### TEXTO PARA ANÁLISE
6 - As startups brasileiras Early Stage têm sido orientadas a buscar o breakeven e a ter um runaway bem maior.

7 - Empreendedores brasileiros são resilientes, flexíveis e adaptáveis. Essa crise global que estamos vivendo (inflação, recessão e mais dificuldade de acesso ao crédito) além de mais um obstáculo e desafio, será também uma grande oportunidade para empreendedores se organizarem e se prepararem.

8 - Além disso, no Early Stage, apesar do índice de morte ser maior, os cheques são bem menores e pulverizados, fazendo com que as taxas de retorno no longo prazo sejam inclusive melhores, ou seja, apesar de menos maduras, investir em startups Early Stage é mais vantajoso. Diversos estudos já comprovam que investimento no começo e em mais startups afeta positivamente o resultado do portfólio.

### LINHAS DE DADOS
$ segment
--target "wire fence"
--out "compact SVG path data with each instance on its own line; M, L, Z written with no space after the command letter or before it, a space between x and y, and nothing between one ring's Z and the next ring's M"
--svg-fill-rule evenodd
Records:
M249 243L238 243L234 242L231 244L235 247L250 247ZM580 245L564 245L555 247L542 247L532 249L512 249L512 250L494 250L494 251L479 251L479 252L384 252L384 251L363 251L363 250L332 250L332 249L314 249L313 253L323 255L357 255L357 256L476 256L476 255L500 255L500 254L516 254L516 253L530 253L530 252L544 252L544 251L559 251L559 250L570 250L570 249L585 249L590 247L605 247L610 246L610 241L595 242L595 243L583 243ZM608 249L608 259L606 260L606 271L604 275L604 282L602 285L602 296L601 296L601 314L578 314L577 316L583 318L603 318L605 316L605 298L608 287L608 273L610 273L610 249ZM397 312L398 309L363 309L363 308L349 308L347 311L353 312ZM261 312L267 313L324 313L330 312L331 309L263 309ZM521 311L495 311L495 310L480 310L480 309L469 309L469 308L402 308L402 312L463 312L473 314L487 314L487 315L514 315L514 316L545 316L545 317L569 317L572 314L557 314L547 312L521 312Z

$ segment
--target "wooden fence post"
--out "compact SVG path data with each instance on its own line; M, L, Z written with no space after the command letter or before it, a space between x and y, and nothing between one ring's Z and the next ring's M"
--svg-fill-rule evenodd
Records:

### USANDO AS INFORMAÇÕES
**a)** Liste os fatores que o texto sobre startups Early Stage apresenta, entre parênteses, como componentes da crise global.
**b)** Resuma em duas frases o texto sobre startups Early Stage.
**c)** Dê continuidade ao texto sobre startups Early Stage a partir do ponto em que ele termina.
As linhas não são necessárias para resolver nenhuma das tarefas.

### RESPOSTAS POR TAREFA
**a)** Inflação; recessão; mais dificuldade de acesso ao crédito.

**b)** As startups brasileiras Early Stage têm sido orientadas a buscar o breakeven, e os empreendedores brasileiros, descritos como resilientes, flexíveis e adaptáveis, encontrarão na crise global também uma grande oportunidade para se organizarem e se prepararem. No Early Stage, apesar de o índice de morte ser maior, os cheques menores e pulverizados fazem com que as taxas de retorno no longo prazo sejam melhores, o que torna esse investimento mais vantajoso.

**c)**
9 - De fato, é verdade que grande parte das startups não conseguiu ou evitou fazer rodadas em 2022. Por isso, haverá um excesso de startups captando e, embora exista muito capital (Dry Powder) a ser alocado (inclusive no Brasil), o Venture Capital ainda será mais seletivo, investindo em startups Camelos e Cabras da Montanha, em vez de financiar qualquer promessa ou sinal de um novo unicórnio, como foi feito em anos anteriores.

10 - Os tempos de dinheiro em abundância de fato seguem distantes em 2023, sobretudo por ter ocasionado ondas de demissões que deixaram milhares de pessoas desempregadas nas startups Later Stage, Big Techs, e startups Unicórnio, como podemos acompanhar em sites que mostram os Layoffs. Isso não aconteceu nas startups iniciantes. O investimento de venture capital para estes perfis de startups vai continuar, mas virá direcionado a garantir um crescimento sustentável (não a qualquer custo), não aceitando mais, grandes custos fixos, com estrutura física desproporcional e com pessoas com remuneração muito agressiva.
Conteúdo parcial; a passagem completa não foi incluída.